▶ _Task to complete_
Copy out the items word for word, starting at the line that contains "Each matching instance of the window" and ending at the end of the items.

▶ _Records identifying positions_
================================

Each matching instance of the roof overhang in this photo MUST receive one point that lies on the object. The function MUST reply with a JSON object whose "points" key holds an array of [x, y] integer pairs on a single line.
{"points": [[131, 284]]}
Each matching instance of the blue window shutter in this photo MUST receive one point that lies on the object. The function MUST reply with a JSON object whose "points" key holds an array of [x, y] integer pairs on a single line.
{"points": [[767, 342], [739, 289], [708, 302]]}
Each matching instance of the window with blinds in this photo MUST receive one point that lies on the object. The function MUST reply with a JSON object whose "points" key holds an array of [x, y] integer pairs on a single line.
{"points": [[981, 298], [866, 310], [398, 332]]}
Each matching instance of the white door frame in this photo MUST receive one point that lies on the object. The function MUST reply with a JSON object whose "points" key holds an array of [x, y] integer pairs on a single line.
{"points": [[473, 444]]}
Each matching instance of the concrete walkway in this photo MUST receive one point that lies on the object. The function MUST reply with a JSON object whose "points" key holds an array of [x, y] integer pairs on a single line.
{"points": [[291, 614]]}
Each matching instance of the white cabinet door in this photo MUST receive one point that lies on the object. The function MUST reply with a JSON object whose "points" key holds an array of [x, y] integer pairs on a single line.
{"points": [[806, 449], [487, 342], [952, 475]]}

================================

▶ _Solved exercise_
Each matching instance of the window with blinds in this photo MUST receive one point that lies on the object. The function MUST reply with a JSON object whose "points" key holds an array of [x, y] integer pairs on a single line.
{"points": [[981, 298], [866, 310], [398, 332]]}
Each matching instance of the white door frame in this photo MUST receive one point that lies on the object. The function MUST reply with a JSON object whose "points" key holds an array of [x, y] integer pairs on a single line.
{"points": [[473, 444]]}
Each matching instance of the concrete walkway in this photo MUST receive one point that lies on the object. The function MUST reply with a JSON object whose "points" key holds an array of [x, y] integer pairs on a single line.
{"points": [[291, 614]]}
Each matching instance of the white cabinet door in this photo MUST receive one point that lies on the object. The function MUST reply with a JSON object whose "points" key holds an array of [x, y] integer pairs on a single line.
{"points": [[806, 449], [487, 342], [952, 475]]}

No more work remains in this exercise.